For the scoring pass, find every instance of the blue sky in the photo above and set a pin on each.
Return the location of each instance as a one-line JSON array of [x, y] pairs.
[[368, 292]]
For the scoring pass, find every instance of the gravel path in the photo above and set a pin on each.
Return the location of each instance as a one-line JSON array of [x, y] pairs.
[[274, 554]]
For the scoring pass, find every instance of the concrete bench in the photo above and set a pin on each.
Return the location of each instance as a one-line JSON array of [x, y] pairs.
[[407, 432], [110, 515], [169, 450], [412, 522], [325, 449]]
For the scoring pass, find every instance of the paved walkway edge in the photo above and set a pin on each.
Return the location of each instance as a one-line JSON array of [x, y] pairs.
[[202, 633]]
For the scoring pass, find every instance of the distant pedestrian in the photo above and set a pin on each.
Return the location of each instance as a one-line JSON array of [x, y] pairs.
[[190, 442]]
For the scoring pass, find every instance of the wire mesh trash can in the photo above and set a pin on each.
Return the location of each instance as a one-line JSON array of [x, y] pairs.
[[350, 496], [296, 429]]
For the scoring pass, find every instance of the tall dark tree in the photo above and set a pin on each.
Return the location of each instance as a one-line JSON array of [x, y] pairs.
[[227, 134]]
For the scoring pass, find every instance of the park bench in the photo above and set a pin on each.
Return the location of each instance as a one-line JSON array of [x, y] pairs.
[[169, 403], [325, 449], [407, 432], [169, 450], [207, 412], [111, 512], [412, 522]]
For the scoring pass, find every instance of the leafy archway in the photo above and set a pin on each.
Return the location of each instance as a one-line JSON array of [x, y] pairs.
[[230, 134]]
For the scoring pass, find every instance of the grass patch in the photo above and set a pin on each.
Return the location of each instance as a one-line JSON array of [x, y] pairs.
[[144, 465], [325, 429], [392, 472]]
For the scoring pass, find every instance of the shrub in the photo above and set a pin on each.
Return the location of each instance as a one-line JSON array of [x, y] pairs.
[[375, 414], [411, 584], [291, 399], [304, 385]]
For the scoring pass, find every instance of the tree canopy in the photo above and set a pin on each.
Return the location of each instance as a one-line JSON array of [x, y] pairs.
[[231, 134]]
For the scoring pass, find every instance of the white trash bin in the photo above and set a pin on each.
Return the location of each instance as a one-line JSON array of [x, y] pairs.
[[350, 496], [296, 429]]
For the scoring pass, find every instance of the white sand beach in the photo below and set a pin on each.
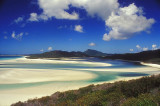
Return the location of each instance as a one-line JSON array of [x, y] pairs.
[[62, 79], [151, 64], [53, 61]]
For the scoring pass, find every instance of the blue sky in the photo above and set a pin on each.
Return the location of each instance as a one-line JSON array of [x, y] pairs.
[[110, 26]]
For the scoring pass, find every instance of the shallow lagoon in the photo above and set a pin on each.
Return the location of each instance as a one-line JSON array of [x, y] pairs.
[[23, 90]]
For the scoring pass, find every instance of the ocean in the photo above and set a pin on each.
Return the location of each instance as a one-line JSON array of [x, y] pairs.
[[19, 75]]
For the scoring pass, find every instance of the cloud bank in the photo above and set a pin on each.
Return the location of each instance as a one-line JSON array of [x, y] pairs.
[[126, 22], [123, 22], [78, 28]]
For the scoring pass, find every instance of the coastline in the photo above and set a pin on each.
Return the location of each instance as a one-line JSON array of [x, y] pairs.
[[38, 75]]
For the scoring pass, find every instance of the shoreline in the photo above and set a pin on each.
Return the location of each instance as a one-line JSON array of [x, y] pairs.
[[29, 75]]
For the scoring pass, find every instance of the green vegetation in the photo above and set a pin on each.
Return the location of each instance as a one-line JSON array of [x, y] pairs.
[[141, 92]]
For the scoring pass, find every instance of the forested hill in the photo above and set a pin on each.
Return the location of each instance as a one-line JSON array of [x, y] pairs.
[[148, 56], [141, 92], [95, 53]]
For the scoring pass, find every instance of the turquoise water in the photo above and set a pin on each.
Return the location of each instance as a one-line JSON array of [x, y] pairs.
[[9, 57], [102, 76]]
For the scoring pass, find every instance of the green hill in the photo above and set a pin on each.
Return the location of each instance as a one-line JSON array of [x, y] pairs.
[[141, 92]]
• • • • •
▶ _Prompt_: Can you reproduce all of the material above word for word, with the pictures left out of your answer?

▶ _Output for this exercise_:
For the scoring pass, find every instance of the blue sky in the photo above and set a pin on each.
Return the location of each instance as a one-line JSON array of [x, y] pairs.
[[368, 292]]
For the scoring pass, find every instance of the gravel path in the photo above and set a pin on each.
Return the location of each instance as a one-line JSON array of [x, y] pairs.
[[274, 554]]
For the scoring pass, find every instance of the concrete bench in the photo above and set a pin on each.
Return the location of each instance as a one-line JSON array of [x, y] pairs.
[[407, 432], [110, 515], [169, 450], [412, 522], [325, 449]]
For the scoring pass, find every instance of the paved walkway edge in the photo above and set a pin on each.
Return the location of each instance as a one-line JSON array of [x, y] pairs.
[[202, 633]]
For the scoring pass, find every instance of the distant pedestrian in the photo above and set a pin on each.
Return the location of each instance as a one-line JSON array of [x, y] pairs.
[[190, 442]]
For the scoring pass, find every instance of the wire mesh trash can in the photo above and set a pin on each.
Return the location of each instance as a one-line JSON array of [x, y] pairs.
[[350, 496], [296, 429]]
For the scoring pass, find every instance of the tall dark tree in the photo above and set a pin on each.
Return the location of each instance as a one-line JSON array of [x, y] pairs.
[[227, 134]]
For the scoring pass, find every instance of the park bench in the photo above and set a pin on each.
Return the location of each instance as a one-line JSON array of [x, y] pairs.
[[169, 403], [325, 449], [407, 432], [169, 450], [207, 412], [111, 512], [412, 522]]
For the scoring pass, find every instance of the leafy archway in the photo above and set a pin on each.
Return the location of each instance as a one-line JSON array of [x, y] pairs.
[[230, 134]]
For the scoring pass, find every instance of the grass patch in the photo above and set a pin on each.
Return the location of each instance as a one-line JSON array of [x, y] pairs.
[[144, 465], [325, 429], [392, 472]]
For the scoring pass, find every instance of the shrub in the photo above and set a pin on each.
Return the location of each instance as a one-line JSON array of [x, y] pairs.
[[375, 414], [411, 584], [291, 399], [304, 385]]
For the scoring pass, find every instance of the tree canopy in the photo above and set a pin on each.
Return the location of each instance as a one-line JSON array of [x, y] pairs.
[[231, 134]]
For the scoring pass, find every instance of the white trash bin in the photo above and set a pin on each.
Return the location of each instance as a one-line JSON array of [x, y] pairs.
[[350, 496], [296, 429]]
For the scoring pass, find every instance of the white sand beach in the photo below and set a pin on each.
Return the location of each instance as a one-line JSON array of [x, y] pairs.
[[62, 79], [151, 64], [53, 61]]
For the scoring pass, find every instance of the blue sky in the photo above and set a pin on each.
Return the location of each instance as a one-line JSON array of [x, y] pairs.
[[110, 26]]
For the scoring pass, find every instance of the shallow lagoon in the photo above and set a pin on each.
Return the location of each instance as a one-line JSON array of [x, y] pairs.
[[23, 90]]
For the scoring pass, find every instance of the ocean in the photo above and set a pin on each.
Return the location of each instance as a one-line JSON array of [x, y] pairs.
[[19, 75]]
For the scoring pass, find every instance of the cloud bank in the photo above and set a pin on each.
Return the location of each instance as a one-line JSON array of [x, y] pairs.
[[126, 22], [123, 22], [78, 28]]
For the scoring pass, find every instance of the coastline in the photo above and set a pin on each.
Return the location of each instance as a one-line JSON array of [x, y] pairs.
[[38, 75]]
For the scoring pass, find every instance of the shoreline in the photo above and set a pin on each.
Return the location of each instance as a one-line JSON array of [x, y] pairs.
[[29, 75]]
For the scoring pass, find every instance of the green vegetation in the photo above and set a pin on each.
Return the location of each instance as a one-line JSON array of [x, y] pairs.
[[141, 92]]
For the scoring pass, find every instance of the forested hill in the photo above and set a pin on each.
Return the location of each instance as a one-line JSON array of [x, y] pairs.
[[148, 56], [141, 92], [95, 53]]
For the scoring pass, find every instance of the turquoise water in the photo above and set a pin on each.
Return the location of each instance as a one-line JSON array of [x, y] pairs.
[[9, 57], [102, 76]]
For the scoring pass, find every instance of the green hill in the photo above and set a pin on each.
Return the location of each instance as a one-line JSON array of [x, y] pairs.
[[141, 92]]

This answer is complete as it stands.